_To be done_: Rewrite every line of the entries below as a single numbered list, and leave out any blank lines.

_Records shown_:
--- START ---

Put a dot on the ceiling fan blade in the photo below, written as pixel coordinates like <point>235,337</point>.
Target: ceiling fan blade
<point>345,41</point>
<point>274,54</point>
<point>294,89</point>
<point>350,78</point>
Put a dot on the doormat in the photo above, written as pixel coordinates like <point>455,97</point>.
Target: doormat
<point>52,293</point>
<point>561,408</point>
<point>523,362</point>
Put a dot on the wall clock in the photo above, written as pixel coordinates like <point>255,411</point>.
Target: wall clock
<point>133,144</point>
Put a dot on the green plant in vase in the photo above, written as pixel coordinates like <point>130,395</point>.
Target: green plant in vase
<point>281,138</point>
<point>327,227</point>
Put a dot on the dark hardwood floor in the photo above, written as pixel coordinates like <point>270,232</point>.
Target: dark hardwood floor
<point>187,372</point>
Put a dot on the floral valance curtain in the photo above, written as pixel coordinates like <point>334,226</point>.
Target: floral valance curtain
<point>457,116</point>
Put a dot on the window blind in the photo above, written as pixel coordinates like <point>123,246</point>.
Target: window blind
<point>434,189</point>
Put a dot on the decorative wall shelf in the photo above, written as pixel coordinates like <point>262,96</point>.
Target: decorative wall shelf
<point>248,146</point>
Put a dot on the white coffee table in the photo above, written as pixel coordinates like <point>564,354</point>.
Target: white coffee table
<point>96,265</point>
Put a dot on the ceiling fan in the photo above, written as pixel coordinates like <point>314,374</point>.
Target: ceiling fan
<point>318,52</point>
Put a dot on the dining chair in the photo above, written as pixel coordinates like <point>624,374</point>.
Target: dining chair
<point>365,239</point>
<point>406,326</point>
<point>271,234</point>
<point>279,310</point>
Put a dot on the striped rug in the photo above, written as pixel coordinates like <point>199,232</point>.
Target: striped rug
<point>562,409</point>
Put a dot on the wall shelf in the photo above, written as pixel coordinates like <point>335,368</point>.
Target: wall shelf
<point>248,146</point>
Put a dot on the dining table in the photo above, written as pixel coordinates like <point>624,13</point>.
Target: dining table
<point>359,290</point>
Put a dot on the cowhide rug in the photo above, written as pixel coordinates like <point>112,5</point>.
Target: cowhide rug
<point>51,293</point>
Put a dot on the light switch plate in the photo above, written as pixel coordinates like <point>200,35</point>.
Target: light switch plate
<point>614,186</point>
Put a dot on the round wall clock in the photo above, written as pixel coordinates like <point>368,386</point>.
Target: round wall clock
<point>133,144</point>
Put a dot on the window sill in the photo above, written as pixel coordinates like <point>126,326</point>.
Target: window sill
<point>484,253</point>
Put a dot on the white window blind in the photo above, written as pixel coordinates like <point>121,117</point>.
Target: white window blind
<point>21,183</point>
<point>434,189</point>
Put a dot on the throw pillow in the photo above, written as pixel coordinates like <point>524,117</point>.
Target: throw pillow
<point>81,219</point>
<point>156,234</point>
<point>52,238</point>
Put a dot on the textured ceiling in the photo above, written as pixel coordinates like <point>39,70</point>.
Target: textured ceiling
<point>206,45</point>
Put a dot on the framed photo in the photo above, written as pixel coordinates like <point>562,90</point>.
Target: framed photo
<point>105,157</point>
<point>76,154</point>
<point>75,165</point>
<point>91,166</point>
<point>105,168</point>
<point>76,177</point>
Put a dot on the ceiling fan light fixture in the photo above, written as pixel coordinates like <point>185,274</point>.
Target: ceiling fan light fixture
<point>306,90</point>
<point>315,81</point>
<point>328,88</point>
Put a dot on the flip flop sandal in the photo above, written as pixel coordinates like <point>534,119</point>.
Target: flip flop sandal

--- END ---

_Final answer_:
1. Put a dot on the ceiling fan blade in the photo below, written as pixel coordinates like <point>235,337</point>.
2. Target: ceiling fan blade
3. <point>345,41</point>
4. <point>274,54</point>
5. <point>294,89</point>
6. <point>350,78</point>
7. Put a dot on the doormat in the photo above, written as pixel coordinates like <point>455,97</point>.
8. Target: doormat
9. <point>52,293</point>
10. <point>561,408</point>
11. <point>523,362</point>
12. Put a dot on the wall clock in the photo above, written as pixel coordinates like <point>255,411</point>.
13. Target: wall clock
14. <point>133,144</point>
15. Put a dot on the green plant in vase in the photo above, written as pixel coordinates like <point>130,395</point>.
16. Target: green plant in vase
17. <point>281,138</point>
18. <point>327,227</point>
19. Put a dot on the dark hardwood floor in the photo above, written as pixel coordinates like <point>270,232</point>.
20. Target: dark hardwood floor
21. <point>187,372</point>
22. Put a dot on the floral valance curtain in the photo above, written as pixel coordinates like <point>334,226</point>.
23. Target: floral valance curtain
24. <point>457,116</point>
25. Put a dot on the window blind in the photo above, written as pixel coordinates like <point>123,246</point>.
26. Target: window blind
27. <point>434,189</point>
28. Put a dot on the decorative wall shelf in the photo above, written as pixel coordinates like <point>262,96</point>.
29. Target: decorative wall shelf
30. <point>248,146</point>
31. Put a dot on the white coffee table in the photo above, written as pixel coordinates like <point>564,354</point>.
32. Target: white coffee table
33. <point>96,265</point>
34. Put a dot on the ceiling fan in the photo above, written as pixel coordinates like <point>314,374</point>.
35. Target: ceiling fan
36. <point>318,52</point>
37. Put a dot on the dining chair in the photo above, written as pixel coordinates like <point>624,374</point>.
38. Target: dining chair
39. <point>365,239</point>
40. <point>406,326</point>
41. <point>271,234</point>
42. <point>279,310</point>
43. Put a dot on the striped rug in the photo above, written as pixel coordinates like <point>199,232</point>.
44. Target: striped rug
45. <point>562,409</point>
46. Put a dot on the wall shelf in the photo above, written as pixel coordinates like <point>335,368</point>.
47. Target: wall shelf
48. <point>248,146</point>
49. Put a dot on the dining table in the photo above, written as pixel coordinates like <point>624,13</point>.
50. Target: dining table
51. <point>359,290</point>
52. Put a dot on the cowhide rug in the photo above, written as pixel coordinates like <point>112,5</point>.
53. Target: cowhide rug
54. <point>51,293</point>
55. Put a dot on the light switch plate in the photo above, written as pixel coordinates like <point>200,35</point>.
56. Target: light switch plate
57. <point>614,186</point>
58. Put a dot on the round wall clock in the photo above, written as pixel coordinates like <point>368,386</point>.
59. Target: round wall clock
60. <point>133,144</point>
61. Put a dot on the window sill in the photo above, written as pixel coordinates like <point>126,326</point>.
62. Target: window sill
63. <point>484,253</point>
64. Put a dot on the white window blind in the photo above, written as pixel coordinates like <point>121,117</point>.
65. Target: white window blind
66. <point>21,183</point>
67. <point>434,189</point>
68. Put a dot on the throw pillow in the photo above, written as pixel coordinates like <point>524,117</point>.
69. Target: throw pillow
70. <point>81,219</point>
71. <point>156,234</point>
72. <point>52,238</point>
73. Put a dot on the textured ceiling in the photo above, written as pixel coordinates like <point>39,70</point>.
74. Target: textured ceiling
75. <point>206,45</point>
76. Put a dot on the framed photo in the photo above, written as pixel coordinates like <point>562,90</point>.
77. Target: framed photo
78. <point>105,157</point>
79. <point>76,154</point>
80. <point>75,165</point>
81. <point>91,166</point>
82. <point>105,168</point>
83. <point>76,177</point>
84. Put a dot on the ceiling fan light fixture in the photo above, written as pixel coordinates like <point>185,274</point>.
85. Target: ceiling fan light fixture
86. <point>306,90</point>
87. <point>315,81</point>
88. <point>328,88</point>
89. Put a dot on the flip flop sandal in the photo above, written as pixel coordinates like <point>534,119</point>.
90. Target: flip flop sandal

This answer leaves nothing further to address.